─── Stored records
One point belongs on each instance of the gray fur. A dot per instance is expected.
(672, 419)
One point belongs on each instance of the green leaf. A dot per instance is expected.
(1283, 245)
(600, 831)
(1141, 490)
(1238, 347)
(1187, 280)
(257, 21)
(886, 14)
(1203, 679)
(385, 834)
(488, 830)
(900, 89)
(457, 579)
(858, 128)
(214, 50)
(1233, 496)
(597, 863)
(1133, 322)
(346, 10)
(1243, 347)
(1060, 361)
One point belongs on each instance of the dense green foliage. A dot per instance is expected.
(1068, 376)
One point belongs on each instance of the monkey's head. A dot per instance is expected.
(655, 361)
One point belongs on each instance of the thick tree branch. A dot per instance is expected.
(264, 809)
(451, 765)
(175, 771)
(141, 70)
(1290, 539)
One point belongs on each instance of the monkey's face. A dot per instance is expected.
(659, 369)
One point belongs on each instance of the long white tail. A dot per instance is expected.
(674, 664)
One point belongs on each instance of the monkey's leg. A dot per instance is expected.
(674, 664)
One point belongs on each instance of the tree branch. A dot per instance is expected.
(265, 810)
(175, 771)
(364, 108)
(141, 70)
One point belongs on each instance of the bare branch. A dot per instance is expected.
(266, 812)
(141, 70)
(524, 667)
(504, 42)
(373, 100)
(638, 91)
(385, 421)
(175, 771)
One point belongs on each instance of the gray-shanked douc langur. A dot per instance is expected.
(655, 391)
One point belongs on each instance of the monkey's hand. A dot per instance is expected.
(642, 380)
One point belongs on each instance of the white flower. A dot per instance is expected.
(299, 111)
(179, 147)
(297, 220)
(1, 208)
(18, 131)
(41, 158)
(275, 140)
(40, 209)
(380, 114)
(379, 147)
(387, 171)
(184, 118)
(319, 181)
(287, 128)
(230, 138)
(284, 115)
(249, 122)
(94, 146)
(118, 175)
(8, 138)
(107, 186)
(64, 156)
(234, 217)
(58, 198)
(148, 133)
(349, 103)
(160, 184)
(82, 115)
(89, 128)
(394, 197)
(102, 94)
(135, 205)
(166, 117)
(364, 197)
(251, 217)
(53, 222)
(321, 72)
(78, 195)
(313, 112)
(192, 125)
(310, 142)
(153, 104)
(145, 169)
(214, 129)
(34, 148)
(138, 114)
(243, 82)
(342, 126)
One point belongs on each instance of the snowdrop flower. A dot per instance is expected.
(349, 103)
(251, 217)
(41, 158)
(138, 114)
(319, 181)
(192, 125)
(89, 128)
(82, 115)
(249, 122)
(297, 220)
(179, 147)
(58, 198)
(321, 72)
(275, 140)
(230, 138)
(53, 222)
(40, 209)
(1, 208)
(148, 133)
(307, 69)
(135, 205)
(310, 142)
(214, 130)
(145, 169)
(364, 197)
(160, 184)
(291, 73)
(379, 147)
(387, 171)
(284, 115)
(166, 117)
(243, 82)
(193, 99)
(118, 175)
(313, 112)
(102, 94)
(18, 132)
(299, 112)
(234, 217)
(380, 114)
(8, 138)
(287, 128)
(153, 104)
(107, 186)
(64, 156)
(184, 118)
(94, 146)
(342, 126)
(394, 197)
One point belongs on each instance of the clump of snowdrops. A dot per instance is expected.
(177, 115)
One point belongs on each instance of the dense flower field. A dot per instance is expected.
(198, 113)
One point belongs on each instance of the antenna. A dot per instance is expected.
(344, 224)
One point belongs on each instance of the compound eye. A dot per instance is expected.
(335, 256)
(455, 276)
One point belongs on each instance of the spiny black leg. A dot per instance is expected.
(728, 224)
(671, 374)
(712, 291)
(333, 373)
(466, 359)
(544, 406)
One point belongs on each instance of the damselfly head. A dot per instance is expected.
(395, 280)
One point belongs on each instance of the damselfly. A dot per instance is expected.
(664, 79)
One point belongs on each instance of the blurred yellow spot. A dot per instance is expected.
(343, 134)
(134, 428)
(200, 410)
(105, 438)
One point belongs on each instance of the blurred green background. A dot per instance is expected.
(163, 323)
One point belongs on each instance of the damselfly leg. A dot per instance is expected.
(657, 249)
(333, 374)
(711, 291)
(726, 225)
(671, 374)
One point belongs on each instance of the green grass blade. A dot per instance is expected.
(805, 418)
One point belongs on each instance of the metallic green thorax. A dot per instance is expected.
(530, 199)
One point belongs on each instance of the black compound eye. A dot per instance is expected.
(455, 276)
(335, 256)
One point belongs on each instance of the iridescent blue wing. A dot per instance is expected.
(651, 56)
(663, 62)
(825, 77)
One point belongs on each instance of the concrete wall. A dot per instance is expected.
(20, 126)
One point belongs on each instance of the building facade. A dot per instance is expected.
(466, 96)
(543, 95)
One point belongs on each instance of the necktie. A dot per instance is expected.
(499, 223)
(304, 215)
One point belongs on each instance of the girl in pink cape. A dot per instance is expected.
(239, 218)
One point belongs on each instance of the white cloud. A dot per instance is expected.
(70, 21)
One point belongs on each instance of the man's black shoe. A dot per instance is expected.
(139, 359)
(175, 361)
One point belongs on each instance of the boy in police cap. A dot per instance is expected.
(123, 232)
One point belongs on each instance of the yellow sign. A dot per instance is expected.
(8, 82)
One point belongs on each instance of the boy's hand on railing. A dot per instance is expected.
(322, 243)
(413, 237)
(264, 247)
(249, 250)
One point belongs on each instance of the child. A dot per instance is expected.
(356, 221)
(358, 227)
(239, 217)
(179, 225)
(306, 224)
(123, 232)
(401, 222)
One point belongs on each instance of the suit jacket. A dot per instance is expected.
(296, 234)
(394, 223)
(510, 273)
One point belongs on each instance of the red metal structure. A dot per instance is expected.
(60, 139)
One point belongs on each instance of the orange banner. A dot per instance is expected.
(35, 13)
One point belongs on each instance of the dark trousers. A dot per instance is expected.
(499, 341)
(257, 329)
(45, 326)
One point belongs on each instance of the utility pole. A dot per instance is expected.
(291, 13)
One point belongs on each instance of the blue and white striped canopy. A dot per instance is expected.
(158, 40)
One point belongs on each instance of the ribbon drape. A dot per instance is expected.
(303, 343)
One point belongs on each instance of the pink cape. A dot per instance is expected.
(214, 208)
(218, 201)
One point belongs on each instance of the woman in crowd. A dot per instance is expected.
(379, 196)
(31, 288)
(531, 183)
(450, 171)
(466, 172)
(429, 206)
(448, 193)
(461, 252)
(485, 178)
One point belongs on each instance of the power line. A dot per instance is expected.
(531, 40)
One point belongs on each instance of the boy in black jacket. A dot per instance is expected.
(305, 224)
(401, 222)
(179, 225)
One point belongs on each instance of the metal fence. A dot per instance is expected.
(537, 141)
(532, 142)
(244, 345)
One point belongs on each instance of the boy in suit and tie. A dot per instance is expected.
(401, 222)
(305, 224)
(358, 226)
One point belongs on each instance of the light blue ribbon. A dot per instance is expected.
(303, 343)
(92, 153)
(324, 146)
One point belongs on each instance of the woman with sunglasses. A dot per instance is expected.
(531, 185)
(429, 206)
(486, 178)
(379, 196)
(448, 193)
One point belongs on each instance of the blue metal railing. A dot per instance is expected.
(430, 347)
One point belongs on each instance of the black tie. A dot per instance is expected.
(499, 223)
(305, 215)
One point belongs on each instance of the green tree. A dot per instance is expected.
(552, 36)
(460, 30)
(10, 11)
──────
## [Given instruction]
Repeat exactly the lines from the line containing "One point belongs on each instance of the child." through the last line of the records above, including both, and nothing else.

## [Solution to the exercise]
One point belongs on each instance of the child. A dot per instance is expected.
(356, 221)
(358, 227)
(239, 217)
(179, 225)
(306, 224)
(123, 232)
(401, 222)
One point belongs on each instance of the suit jacket. A dot per instance is expected.
(296, 234)
(394, 223)
(510, 273)
One point belongs on each instance of the red metal structure. A dot per instance is expected.
(60, 139)
One point belongs on each instance of the orange banner. A dot per instance is expected.
(35, 13)
One point belongs on each instance of the dark trousers. A dot per instance is expected.
(499, 341)
(257, 329)
(45, 326)
One point belongs on each instance of the utility pole. A dot per instance is expected.
(291, 13)
One point belongs on each instance of the blue and white striped canopy. A dot per instance is expected.
(158, 40)
One point belongs on each instance of the ribbon drape. A dot per instance is expected.
(303, 343)
One point belongs on each instance of the pink cape. A dot per instance is expected.
(214, 208)
(218, 201)
One point belongs on each instance of the woman in crowd. A dot per instance is expected.
(379, 196)
(31, 288)
(531, 183)
(450, 171)
(466, 172)
(429, 206)
(448, 193)
(461, 252)
(485, 178)
One point belongs on each instance of the power line. A dot per instance is expected.
(531, 40)
One point belongs on each instance of the boy in black jacket. A dot per instance is expected.
(305, 224)
(401, 222)
(179, 225)
One point belongs on each instance of the metal fence. A dot per instance is expected.
(537, 141)
(532, 142)
(244, 345)
One point belongs on each instance of the boy in suit and tie. A dot per instance is expected.
(401, 222)
(305, 224)
(358, 226)
One point belongs on each instance of the light blue ribbon. A dot per instance is expected.
(303, 343)
(92, 153)
(324, 146)
One point belongs on each instance of the woman with sunglasses. A dot per instance is expected.
(531, 185)
(429, 206)
(486, 178)
(379, 196)
(448, 193)
One point belongs on each instance of the blue metal railing. A dot per instance is expected.
(430, 347)
One point belongs on each instance of the black tie. A dot per instance is expected.
(499, 223)
(305, 215)
One point belongs on each instance of the green tree. A dot per instance is expected.
(552, 36)
(460, 30)
(10, 11)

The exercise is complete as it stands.